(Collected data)
──────

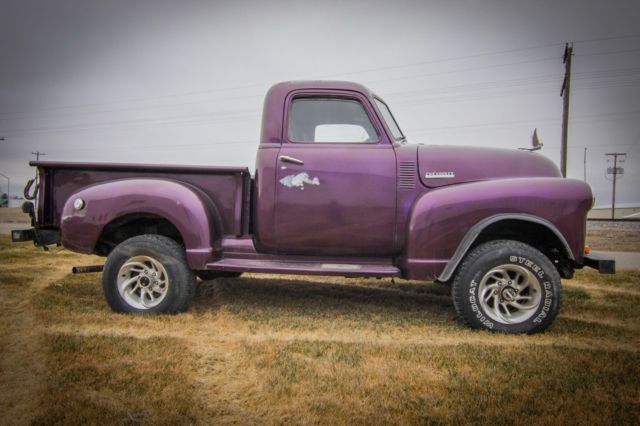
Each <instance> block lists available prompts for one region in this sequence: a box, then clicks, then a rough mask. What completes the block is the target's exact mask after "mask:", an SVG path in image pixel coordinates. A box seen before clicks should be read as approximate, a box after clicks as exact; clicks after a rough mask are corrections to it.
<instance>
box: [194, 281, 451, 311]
mask: <svg viewBox="0 0 640 426" xmlns="http://www.w3.org/2000/svg"><path fill="white" fill-rule="evenodd" d="M222 306H224V308H225V309H228V310H229V311H230V312H232V313H235V314H239V315H240V316H241V317H243V318H244V319H250V320H269V319H275V318H277V317H278V316H284V317H291V316H308V317H310V318H311V319H313V318H318V317H322V318H325V319H326V318H328V317H335V318H336V319H338V318H352V319H363V317H373V316H379V317H380V318H384V319H391V320H392V321H393V322H396V321H398V320H401V319H402V317H404V320H403V321H404V322H406V321H412V320H420V321H425V320H428V319H431V320H434V319H439V320H446V321H451V320H452V319H453V318H454V317H455V312H454V310H453V306H452V302H451V296H450V289H449V287H448V286H445V285H442V284H435V283H418V282H398V283H395V284H394V283H391V282H390V280H384V281H383V280H375V279H359V280H353V282H352V281H351V280H347V281H345V279H336V278H331V277H328V278H327V279H323V278H318V277H315V278H308V279H299V278H293V279H282V278H277V277H270V276H266V277H262V276H261V277H241V278H226V279H225V278H221V279H216V280H212V281H205V282H202V283H200V285H199V286H198V291H197V293H196V297H195V300H194V310H195V311H196V312H197V313H204V312H206V311H210V310H211V309H215V308H218V307H222Z"/></svg>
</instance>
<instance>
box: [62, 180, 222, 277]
mask: <svg viewBox="0 0 640 426" xmlns="http://www.w3.org/2000/svg"><path fill="white" fill-rule="evenodd" d="M78 199H81V200H82V201H83V204H84V206H83V207H82V208H81V209H77V208H75V207H74V202H75V201H76V200H78ZM130 214H152V215H156V216H159V217H162V218H163V219H166V220H167V221H169V222H170V223H171V224H173V226H175V228H176V229H177V230H178V232H179V233H180V236H181V237H182V241H183V242H184V246H185V251H186V255H187V263H188V264H189V266H190V267H191V268H192V269H204V266H205V265H206V264H207V263H209V262H211V261H212V260H213V259H215V258H216V257H217V256H218V255H219V252H220V249H221V239H222V233H223V230H222V221H221V219H220V214H219V213H218V210H217V208H216V206H215V204H214V203H213V201H212V200H211V199H210V198H209V197H207V196H206V195H205V194H204V193H203V192H202V191H200V190H199V189H198V188H195V187H193V186H191V185H188V184H185V183H182V182H177V181H172V180H168V179H122V180H116V181H111V182H107V183H100V184H97V185H93V186H89V187H86V188H84V189H82V190H80V191H78V192H76V193H74V194H72V195H71V196H70V197H69V198H68V199H67V201H66V202H65V205H64V208H63V210H62V218H61V223H60V230H61V240H62V244H63V245H64V246H65V247H67V248H69V249H70V250H74V251H78V252H81V253H93V252H94V251H95V248H96V244H97V242H98V239H99V238H100V235H101V234H102V231H103V229H104V227H105V226H106V225H107V224H109V223H110V222H112V221H113V220H115V219H118V218H121V217H123V216H126V215H130ZM141 231H142V230H141ZM141 233H143V232H141Z"/></svg>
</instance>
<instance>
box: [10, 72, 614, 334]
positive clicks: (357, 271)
mask: <svg viewBox="0 0 640 426" xmlns="http://www.w3.org/2000/svg"><path fill="white" fill-rule="evenodd" d="M31 164H32V165H33V166H36V167H37V168H38V183H37V188H38V194H37V198H36V203H35V205H33V204H30V205H28V206H26V207H25V209H26V211H29V212H32V216H33V225H34V228H33V229H30V230H25V231H14V232H15V234H14V240H15V241H24V240H34V241H35V242H36V244H39V245H45V246H46V245H47V244H62V245H64V246H65V247H67V248H70V249H72V250H75V251H78V252H82V253H95V254H98V255H103V256H106V257H107V261H106V264H105V266H104V271H103V289H104V292H105V296H106V298H107V301H108V303H109V305H110V306H111V308H112V309H114V310H116V311H119V312H131V313H174V312H180V311H183V310H185V309H187V308H188V306H189V302H190V300H191V297H193V288H194V285H195V277H196V276H200V277H203V278H207V279H209V278H215V277H218V276H225V275H226V276H228V275H230V274H231V275H232V274H240V273H242V272H266V273H284V274H316V275H341V276H351V277H359V276H372V277H399V278H408V279H422V280H438V281H441V282H444V283H448V284H449V285H451V288H452V298H453V301H454V306H455V307H456V310H457V311H458V313H459V315H460V317H461V318H462V319H463V320H464V322H465V323H466V324H468V325H469V326H471V327H474V328H484V329H490V330H495V331H502V332H511V333H521V332H525V333H530V332H537V331H542V330H544V329H546V328H547V327H548V326H549V325H550V324H551V322H552V321H553V318H554V317H555V315H556V314H557V312H558V311H559V309H560V302H561V287H560V286H561V283H560V277H564V278H569V277H571V276H572V274H573V271H574V269H576V268H581V267H583V266H585V265H586V266H594V267H596V268H598V269H600V270H601V271H602V272H611V271H612V270H613V263H612V261H611V260H610V259H605V258H602V257H594V256H586V257H585V255H584V252H583V247H584V240H585V230H586V214H587V212H588V210H589V209H590V208H591V206H592V204H593V197H592V195H591V190H590V188H589V186H588V185H586V184H585V183H584V182H582V181H578V180H571V179H564V178H562V177H561V175H560V172H559V170H558V168H557V167H556V166H555V164H553V163H552V162H551V161H550V160H548V159H547V158H545V157H543V156H540V155H539V154H536V153H532V152H526V151H518V150H504V149H495V148H478V147H447V146H428V145H417V144H410V143H407V140H406V138H405V136H404V134H403V133H402V131H401V130H400V126H399V125H398V123H397V121H396V120H395V118H394V116H393V114H392V112H391V110H390V108H389V107H388V105H387V104H386V103H385V102H384V101H383V100H382V99H381V98H380V97H379V96H377V95H376V94H374V93H373V92H371V91H370V90H369V89H367V88H366V87H364V86H362V85H359V84H356V83H351V82H335V81H299V82H284V83H279V84H276V85H275V86H273V87H272V88H271V89H270V90H269V91H268V93H267V95H266V97H265V102H264V109H263V120H262V129H261V135H260V142H259V147H258V151H257V158H256V171H255V174H254V176H253V178H252V177H251V175H250V174H249V171H248V170H247V169H246V168H224V167H215V166H203V167H184V166H165V165H134V164H101V163H55V162H33V163H31ZM94 269H95V268H94Z"/></svg>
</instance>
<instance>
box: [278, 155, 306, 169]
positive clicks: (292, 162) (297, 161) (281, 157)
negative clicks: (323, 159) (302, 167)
mask: <svg viewBox="0 0 640 426" xmlns="http://www.w3.org/2000/svg"><path fill="white" fill-rule="evenodd" d="M278 159H279V160H280V161H282V162H283V163H292V164H298V165H301V166H303V165H304V161H302V160H298V159H297V158H293V157H289V156H288V155H281V156H280V157H278Z"/></svg>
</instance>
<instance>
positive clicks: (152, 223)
mask: <svg viewBox="0 0 640 426" xmlns="http://www.w3.org/2000/svg"><path fill="white" fill-rule="evenodd" d="M144 234H155V235H163V236H165V237H168V238H171V239H172V240H174V241H175V242H177V243H178V244H180V245H181V246H184V242H183V240H182V235H180V231H178V228H176V227H175V226H174V225H173V224H172V223H171V222H169V221H168V220H167V219H165V218H163V217H161V216H158V215H154V214H147V213H138V214H130V215H126V216H122V217H119V218H117V219H114V220H113V221H111V222H109V223H108V224H107V225H106V226H105V227H104V229H103V230H102V234H101V235H100V238H98V242H97V243H96V250H95V252H96V254H97V255H99V256H107V255H108V254H109V253H110V252H111V250H113V249H114V248H115V247H116V246H117V245H118V244H120V243H121V242H123V241H125V240H128V239H129V238H132V237H135V236H138V235H144Z"/></svg>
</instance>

──────

Problem: Across the records above, tally the lines that contain "clicks" and return the number alone.

Answer space: 5